_Problem details:_ Reproduce every line of the listing from the one containing "like (611, 629)." through the end of the listing, inclusive, and raise each coordinate in the answer points by 117. All other numbers in those lines stay unchanged.

_Entries shown:_
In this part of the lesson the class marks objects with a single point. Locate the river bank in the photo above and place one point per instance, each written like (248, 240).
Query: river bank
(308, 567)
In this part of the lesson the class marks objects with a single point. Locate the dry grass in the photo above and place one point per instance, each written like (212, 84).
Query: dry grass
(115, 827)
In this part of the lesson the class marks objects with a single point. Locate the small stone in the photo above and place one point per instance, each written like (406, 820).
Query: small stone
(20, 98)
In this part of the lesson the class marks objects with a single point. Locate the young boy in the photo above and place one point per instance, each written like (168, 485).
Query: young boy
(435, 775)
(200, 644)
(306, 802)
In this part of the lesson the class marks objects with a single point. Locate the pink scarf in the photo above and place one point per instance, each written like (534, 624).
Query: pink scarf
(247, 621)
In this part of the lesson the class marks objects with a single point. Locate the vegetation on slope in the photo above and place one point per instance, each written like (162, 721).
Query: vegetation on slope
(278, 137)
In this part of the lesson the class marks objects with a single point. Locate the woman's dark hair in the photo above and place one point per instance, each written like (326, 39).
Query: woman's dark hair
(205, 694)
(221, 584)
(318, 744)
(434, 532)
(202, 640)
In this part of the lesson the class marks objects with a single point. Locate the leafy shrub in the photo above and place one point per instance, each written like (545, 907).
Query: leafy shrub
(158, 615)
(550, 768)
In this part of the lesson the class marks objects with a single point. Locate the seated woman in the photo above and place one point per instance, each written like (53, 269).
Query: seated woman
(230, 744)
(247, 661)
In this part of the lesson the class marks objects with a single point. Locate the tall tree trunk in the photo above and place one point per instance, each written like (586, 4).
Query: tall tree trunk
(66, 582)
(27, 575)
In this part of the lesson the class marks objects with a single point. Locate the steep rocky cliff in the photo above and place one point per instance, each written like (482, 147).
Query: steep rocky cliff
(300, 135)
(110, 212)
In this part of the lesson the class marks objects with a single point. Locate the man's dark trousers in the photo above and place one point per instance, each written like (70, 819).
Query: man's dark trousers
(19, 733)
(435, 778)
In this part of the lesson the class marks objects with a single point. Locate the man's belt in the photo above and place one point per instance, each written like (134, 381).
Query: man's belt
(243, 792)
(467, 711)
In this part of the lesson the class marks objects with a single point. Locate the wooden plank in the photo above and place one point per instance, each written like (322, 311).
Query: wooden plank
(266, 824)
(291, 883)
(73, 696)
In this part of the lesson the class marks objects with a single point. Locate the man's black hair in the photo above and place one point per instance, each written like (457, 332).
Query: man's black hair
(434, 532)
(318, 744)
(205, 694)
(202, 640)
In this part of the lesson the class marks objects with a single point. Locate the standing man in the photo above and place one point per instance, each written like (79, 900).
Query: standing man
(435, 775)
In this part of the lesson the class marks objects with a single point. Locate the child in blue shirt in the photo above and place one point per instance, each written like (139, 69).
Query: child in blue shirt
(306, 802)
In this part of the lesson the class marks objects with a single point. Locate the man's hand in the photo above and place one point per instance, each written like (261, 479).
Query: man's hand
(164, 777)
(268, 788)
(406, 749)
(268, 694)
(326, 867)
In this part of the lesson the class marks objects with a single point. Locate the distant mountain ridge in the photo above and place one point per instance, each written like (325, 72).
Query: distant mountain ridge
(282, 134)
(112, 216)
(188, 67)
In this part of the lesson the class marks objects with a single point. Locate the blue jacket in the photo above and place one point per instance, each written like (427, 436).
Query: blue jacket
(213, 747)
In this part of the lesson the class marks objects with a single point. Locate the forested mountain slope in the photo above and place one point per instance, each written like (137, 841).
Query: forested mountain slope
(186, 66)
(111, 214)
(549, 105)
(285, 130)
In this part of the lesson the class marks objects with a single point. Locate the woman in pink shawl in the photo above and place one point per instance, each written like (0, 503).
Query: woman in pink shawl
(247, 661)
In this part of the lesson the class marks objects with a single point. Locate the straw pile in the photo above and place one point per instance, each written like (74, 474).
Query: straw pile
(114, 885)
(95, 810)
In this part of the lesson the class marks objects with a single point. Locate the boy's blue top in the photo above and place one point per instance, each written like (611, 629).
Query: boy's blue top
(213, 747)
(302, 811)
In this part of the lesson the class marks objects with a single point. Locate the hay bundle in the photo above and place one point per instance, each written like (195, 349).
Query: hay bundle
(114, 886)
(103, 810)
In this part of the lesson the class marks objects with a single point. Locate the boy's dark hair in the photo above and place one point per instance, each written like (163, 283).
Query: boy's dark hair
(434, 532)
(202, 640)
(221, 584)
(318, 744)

_Solved exercise:_
In this part of the lesson the class marks objects with a single point. Locate the boy's blue top in the photo above and place one point per instance, each written like (611, 629).
Query: boy's blue top
(330, 864)
(419, 928)
In this part of the lesson the class marks objects with a single point. Locate the hay bundle in the photo above and place one point per instance, each written like (195, 349).
Query: hay bundle
(231, 1003)
(220, 927)
In this part of the lesson the class marks objects with a single point. Locate the boy's dark hair in the photo above and place one point per instance, each written like (163, 283).
Query: boy's dark hair
(551, 649)
(319, 757)
(338, 701)
(435, 861)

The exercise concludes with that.